▶ _Work required_: Omit the pictures while printing every entry below exactly as given.

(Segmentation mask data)
━━━━━━━━━━━━━━━━━━━━━━━━━━━━━━
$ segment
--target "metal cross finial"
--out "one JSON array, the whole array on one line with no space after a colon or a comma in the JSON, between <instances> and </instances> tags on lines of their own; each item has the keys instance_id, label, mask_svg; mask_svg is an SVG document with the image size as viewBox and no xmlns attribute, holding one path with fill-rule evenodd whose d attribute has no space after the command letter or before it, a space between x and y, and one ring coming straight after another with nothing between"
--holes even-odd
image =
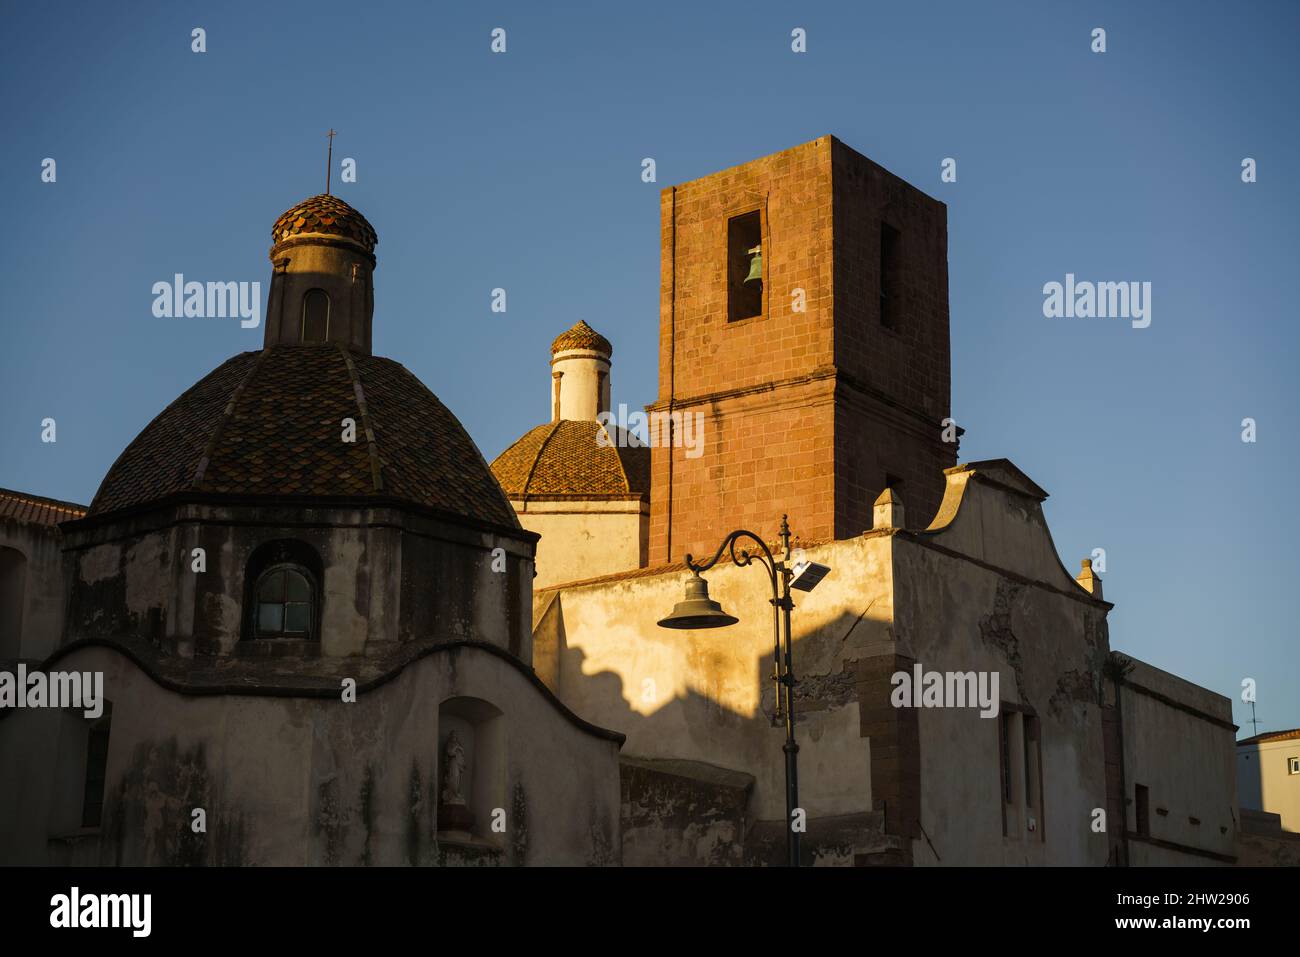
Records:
━━━━━━━━━━━━━━━━━━━━━━━━━━━━━━
▶ _Answer for the task_:
$ segment
--target "metal cross finial"
--out "one JSON array, the whole array on one line with no space after a colon or a comma in the JSON, between <instances> and </instances> tags on lines of their own; each item has the keys instance_id, label, mask_svg; mask_svg is an SVG document with the image size as viewBox and no xmlns attribute, holding one path with fill-rule evenodd whose d attribute has no space after the command letter or before it, a space between x and y, and one ring coming straight after another with nothing between"
--holes even-odd
image =
Records:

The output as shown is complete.